(Recorded data)
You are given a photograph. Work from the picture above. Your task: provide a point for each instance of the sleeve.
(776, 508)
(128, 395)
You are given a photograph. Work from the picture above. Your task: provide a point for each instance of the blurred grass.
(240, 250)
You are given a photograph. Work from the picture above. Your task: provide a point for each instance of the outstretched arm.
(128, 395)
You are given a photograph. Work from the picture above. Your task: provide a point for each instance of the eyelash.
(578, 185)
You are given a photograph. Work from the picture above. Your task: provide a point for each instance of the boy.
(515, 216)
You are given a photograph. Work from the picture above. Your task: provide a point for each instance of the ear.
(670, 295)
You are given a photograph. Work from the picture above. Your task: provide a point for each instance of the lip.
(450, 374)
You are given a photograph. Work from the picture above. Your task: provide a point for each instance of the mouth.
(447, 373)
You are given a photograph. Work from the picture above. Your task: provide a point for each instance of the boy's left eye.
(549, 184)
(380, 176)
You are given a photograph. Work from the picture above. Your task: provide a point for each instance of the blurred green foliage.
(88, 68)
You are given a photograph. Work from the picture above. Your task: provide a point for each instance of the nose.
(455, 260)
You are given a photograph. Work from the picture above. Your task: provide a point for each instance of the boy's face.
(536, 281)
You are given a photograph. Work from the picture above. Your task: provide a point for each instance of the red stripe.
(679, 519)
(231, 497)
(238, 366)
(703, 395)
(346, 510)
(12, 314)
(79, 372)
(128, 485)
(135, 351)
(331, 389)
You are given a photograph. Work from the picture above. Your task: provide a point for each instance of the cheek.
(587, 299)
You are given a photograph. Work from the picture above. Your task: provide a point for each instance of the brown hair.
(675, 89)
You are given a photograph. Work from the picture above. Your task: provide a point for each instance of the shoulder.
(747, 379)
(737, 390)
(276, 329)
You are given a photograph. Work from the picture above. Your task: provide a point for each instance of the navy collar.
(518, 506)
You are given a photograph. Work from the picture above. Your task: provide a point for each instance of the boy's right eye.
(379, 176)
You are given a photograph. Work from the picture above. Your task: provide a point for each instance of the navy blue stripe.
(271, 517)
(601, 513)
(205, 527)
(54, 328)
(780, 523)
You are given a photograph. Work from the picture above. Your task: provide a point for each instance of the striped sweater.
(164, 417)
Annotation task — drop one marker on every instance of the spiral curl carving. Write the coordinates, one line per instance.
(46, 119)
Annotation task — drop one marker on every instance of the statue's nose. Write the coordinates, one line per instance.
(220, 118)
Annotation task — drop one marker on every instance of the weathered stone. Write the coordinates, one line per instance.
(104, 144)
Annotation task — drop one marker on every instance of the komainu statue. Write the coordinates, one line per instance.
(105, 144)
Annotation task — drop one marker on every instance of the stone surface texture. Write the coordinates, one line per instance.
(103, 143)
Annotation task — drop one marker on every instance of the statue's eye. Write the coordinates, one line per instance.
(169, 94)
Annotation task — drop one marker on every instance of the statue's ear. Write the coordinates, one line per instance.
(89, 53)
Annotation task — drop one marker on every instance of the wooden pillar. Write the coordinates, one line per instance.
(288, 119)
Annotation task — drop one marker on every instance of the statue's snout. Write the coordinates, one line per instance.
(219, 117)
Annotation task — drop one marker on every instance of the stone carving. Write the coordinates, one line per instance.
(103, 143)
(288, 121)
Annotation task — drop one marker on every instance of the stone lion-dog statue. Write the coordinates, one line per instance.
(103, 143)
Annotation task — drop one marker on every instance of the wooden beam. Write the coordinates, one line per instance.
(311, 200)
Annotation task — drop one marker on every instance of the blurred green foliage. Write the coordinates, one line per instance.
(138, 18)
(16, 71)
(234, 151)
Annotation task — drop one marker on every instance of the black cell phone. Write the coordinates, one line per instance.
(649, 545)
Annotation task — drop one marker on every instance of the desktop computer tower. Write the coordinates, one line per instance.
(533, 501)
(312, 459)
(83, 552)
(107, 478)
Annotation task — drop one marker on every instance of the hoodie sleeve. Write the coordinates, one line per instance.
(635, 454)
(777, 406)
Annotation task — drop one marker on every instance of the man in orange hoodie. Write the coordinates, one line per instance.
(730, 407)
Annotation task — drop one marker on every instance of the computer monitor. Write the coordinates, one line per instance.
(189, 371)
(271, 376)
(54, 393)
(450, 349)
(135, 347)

• _Instruction_:
Copy every line of the material, please, keeping it exactly the same.

• _Problem solution_:
You are given a photograph. Work from the picture above. Your task: provide a point for each instance of the sleeve.
(776, 508)
(128, 395)
You are given a photograph. Work from the picture above. Your task: provide a point for each instance of the blurred grass.
(240, 250)
You are given a photograph. Work from the picture above. Your task: provide a point for each instance of the outstretched arm.
(128, 395)
You are given a photograph. Work from the picture above. Your task: provide a point for each instance of the eyelash.
(578, 185)
You are given a photograph. Work from the picture above. Your task: provide a point for each instance of the boy.
(515, 216)
You are given a photograph. Work from the picture above. Your task: provide a point for each instance of the ear.
(670, 295)
You are given a photograph. Work from the picture above. Your task: provide a point for each instance of the lip.
(450, 374)
You are given a photograph. Work from the picture above. Your task: provide a point for each instance of the mouth.
(447, 373)
You are given a photograph. Work from the picture above. Your task: provide a point for each instance of the boy's left eye.
(549, 184)
(380, 176)
You are given a photograph. Work from the picture above. Your task: provide a point for each instance of the blurred green foliage.
(88, 68)
You are given a photograph. Work from the picture above. Your task: provide a point for each instance of the nose.
(455, 260)
You are given a photograph. Work from the picture above. Your task: provide a point for each instance of the boy's face.
(536, 281)
You are given a photograph. Work from the picture above. Your task: provide a point for each instance of the red stripe.
(679, 519)
(231, 497)
(238, 366)
(703, 395)
(346, 510)
(12, 314)
(79, 372)
(128, 485)
(135, 351)
(331, 389)
You are given a photograph. Work from the picture above. Your task: provide a point for each instance of the cheek.
(587, 299)
You are given a photograph. Work from the picture above. Your task: provide a point for each instance of the brown hair.
(675, 89)
You are given a photograph. Work from the picture above. Your task: provide a point for each instance of the shoulder.
(747, 379)
(737, 390)
(276, 329)
You are given a photograph. Work from the picture above. Your task: provide a point for each instance of the navy collar.
(518, 506)
You are given a photograph. Work from the picture above. Your task: provide a point for each instance of the boy's right eye.
(379, 176)
You are given a photograph. Work from the picture above. Your task: provide a point for each instance of the navy blue stripe.
(271, 517)
(601, 513)
(205, 527)
(54, 328)
(780, 523)
You are given a photograph. Work from the picture above. Your task: provide a point for each instance of the striped sweater.
(164, 417)
Annotation task — drop one marker on every instance of the spiral curl carving. Write the coordinates, one line per instance.
(46, 119)
Annotation task — drop one marker on every instance of the statue's nose. Write the coordinates, one line per instance.
(220, 118)
Annotation task — drop one marker on every instance of the weathered stone. Write the coordinates, one line per instance.
(104, 144)
Annotation task — drop one marker on every instance of the komainu statue. Write the coordinates, one line per instance.
(105, 144)
Annotation task — drop one marker on every instance of the stone surface texture. Write the coordinates, one line per instance.
(103, 143)
Annotation task — drop one marker on every instance of the statue's eye. Write the coordinates, one line per instance.
(169, 94)
Annotation task — drop one marker on every instance of the statue's ear. Write the coordinates, one line per instance.
(89, 53)
Annotation task — drop one marker on every instance of the wooden pillar. Write the coordinates, one line per instance.
(288, 119)
Annotation task — drop one marker on every instance of the statue's snout. Write the coordinates, one line per instance.
(219, 117)
Annotation task — drop one marker on every instance of the stone carving. Write the coordinates, one line per instance.
(103, 143)
(288, 121)
Annotation task — drop one marker on every instance of the stone lion-dog statue. Write the coordinates, one line per instance.
(103, 143)
Annotation task — drop one marker on every instance of the wooden beam. Write the coordinates, one line per instance.
(311, 200)
Annotation task — drop one marker on every instance of the blurred green foliage. Write the coordinates, one line per instance.
(138, 18)
(16, 71)
(234, 151)
Annotation task — drop one marker on every instance of the black cell phone. Write the coordinates, one line per instance.
(649, 545)
Annotation task — drop one marker on every instance of the desktop computer tower. Write the coordinates, one line per instance.
(533, 501)
(312, 459)
(83, 552)
(107, 478)
Annotation task — drop one marker on every instance of the hoodie sleeve. Write the coordinates, one line per instance.
(635, 454)
(777, 406)
Annotation task — drop one marker on every instance of the man in orange hoodie. Write the coordinates, one line per instance.
(730, 407)
Annotation task — drop one marker on every instance of the computer monitor. Write the coordinates, one line per instance.
(189, 371)
(271, 376)
(54, 393)
(450, 349)
(135, 347)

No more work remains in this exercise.